● **Given request**
Please output the material, starting at its beginning and ending at the line containing "x=283, y=77", as a two-column CSV with the columns input and output, one row per input-output pair. Put each value in a single quoted field, with any line breaks replaced by spaces.

Pointing entries for named objects
____

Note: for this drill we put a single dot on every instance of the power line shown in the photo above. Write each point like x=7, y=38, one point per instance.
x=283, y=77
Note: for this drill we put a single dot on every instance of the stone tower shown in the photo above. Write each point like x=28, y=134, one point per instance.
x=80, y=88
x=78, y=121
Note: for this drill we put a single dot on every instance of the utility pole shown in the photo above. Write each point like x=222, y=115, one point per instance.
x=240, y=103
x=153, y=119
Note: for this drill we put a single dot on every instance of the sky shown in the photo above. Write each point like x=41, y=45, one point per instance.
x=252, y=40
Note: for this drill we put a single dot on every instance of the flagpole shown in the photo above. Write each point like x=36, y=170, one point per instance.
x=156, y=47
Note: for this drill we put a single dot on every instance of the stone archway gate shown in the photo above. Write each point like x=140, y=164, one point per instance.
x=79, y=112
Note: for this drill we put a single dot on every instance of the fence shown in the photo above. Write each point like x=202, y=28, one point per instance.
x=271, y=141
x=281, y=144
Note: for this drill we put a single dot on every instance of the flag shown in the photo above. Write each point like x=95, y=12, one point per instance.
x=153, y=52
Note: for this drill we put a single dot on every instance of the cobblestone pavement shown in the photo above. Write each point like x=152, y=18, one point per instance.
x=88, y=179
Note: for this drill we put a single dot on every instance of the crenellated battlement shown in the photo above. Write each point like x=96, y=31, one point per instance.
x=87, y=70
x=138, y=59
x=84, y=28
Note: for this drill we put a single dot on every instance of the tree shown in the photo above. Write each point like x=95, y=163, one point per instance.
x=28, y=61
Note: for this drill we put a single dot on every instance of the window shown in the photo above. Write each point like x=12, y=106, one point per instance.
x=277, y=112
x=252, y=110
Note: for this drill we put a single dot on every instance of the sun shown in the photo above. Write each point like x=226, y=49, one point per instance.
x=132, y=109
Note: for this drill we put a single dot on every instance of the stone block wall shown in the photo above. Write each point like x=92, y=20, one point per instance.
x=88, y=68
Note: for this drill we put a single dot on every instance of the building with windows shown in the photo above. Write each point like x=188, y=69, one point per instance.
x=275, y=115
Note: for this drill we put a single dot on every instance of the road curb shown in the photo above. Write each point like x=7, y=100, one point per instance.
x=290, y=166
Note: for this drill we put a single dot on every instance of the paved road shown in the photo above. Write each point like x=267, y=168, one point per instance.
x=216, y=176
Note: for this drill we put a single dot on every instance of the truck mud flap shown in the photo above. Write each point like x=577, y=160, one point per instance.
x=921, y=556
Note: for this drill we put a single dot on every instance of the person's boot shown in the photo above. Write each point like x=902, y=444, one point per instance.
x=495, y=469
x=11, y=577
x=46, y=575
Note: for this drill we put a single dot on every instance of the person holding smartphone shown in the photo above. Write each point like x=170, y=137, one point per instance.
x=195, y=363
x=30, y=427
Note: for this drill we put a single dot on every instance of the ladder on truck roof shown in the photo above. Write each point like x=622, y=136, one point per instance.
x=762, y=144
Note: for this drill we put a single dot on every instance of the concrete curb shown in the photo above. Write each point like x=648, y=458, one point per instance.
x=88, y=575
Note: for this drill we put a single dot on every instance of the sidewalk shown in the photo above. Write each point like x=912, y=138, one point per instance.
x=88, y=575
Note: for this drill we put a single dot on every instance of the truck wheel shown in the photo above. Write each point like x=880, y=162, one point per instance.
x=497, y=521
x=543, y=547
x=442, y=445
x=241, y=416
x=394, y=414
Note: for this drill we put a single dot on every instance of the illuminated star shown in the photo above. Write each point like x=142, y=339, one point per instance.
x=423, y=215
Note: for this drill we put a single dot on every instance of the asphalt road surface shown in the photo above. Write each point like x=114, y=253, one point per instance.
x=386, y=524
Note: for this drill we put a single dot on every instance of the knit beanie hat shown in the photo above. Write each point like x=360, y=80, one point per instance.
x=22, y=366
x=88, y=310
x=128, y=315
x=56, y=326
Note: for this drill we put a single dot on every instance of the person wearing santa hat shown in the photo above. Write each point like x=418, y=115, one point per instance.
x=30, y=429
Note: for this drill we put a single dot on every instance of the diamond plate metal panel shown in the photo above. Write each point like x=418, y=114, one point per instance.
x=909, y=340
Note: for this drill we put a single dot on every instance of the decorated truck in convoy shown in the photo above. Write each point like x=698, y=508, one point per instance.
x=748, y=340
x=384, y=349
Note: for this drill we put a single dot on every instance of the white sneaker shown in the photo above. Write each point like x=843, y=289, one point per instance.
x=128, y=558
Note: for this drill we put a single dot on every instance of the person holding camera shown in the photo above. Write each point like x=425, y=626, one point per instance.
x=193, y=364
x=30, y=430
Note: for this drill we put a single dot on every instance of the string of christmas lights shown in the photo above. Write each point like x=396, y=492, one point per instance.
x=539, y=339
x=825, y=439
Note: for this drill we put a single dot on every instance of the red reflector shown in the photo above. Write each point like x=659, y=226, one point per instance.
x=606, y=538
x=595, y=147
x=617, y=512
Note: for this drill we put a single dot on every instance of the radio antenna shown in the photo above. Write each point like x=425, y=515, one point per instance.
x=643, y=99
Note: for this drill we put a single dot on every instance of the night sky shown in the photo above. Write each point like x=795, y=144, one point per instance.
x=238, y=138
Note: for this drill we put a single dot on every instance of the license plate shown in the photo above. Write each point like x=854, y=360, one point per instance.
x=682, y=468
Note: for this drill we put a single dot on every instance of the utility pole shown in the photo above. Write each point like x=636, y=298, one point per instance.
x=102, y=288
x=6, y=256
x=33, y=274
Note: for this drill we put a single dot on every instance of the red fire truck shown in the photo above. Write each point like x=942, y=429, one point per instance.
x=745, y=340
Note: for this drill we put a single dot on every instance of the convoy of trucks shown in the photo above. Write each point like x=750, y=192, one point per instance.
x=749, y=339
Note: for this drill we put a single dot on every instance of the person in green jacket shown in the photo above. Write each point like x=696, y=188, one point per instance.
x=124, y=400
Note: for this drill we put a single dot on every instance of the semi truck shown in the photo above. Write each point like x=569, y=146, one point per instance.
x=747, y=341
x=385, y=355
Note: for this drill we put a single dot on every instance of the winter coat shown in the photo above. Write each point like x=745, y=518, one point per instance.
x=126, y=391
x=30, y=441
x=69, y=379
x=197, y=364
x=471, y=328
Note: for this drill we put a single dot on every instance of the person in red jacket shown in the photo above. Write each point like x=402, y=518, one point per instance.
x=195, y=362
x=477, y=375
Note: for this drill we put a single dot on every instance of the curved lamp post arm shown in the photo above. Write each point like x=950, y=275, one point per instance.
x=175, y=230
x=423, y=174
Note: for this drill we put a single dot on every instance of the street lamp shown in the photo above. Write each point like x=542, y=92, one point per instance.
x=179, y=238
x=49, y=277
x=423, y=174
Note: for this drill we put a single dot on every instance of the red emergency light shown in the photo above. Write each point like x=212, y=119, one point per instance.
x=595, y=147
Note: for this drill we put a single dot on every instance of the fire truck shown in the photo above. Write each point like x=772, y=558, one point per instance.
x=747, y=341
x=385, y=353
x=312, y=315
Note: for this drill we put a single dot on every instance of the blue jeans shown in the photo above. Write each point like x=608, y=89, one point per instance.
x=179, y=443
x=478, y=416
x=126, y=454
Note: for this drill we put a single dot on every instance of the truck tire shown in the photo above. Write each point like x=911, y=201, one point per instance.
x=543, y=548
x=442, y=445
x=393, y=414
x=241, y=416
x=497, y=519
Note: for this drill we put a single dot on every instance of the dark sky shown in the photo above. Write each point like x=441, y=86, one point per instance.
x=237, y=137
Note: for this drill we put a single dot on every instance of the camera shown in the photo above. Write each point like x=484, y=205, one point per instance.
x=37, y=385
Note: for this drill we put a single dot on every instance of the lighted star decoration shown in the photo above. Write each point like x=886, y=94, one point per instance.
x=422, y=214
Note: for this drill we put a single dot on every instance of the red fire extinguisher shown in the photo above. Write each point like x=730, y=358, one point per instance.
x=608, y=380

____

● **Worked solution**
input,output
"Note: for this drill we put a single dot on every instance of the power line shown in the photo above. Write each point like x=7, y=38, one point per instance.","x=283, y=77"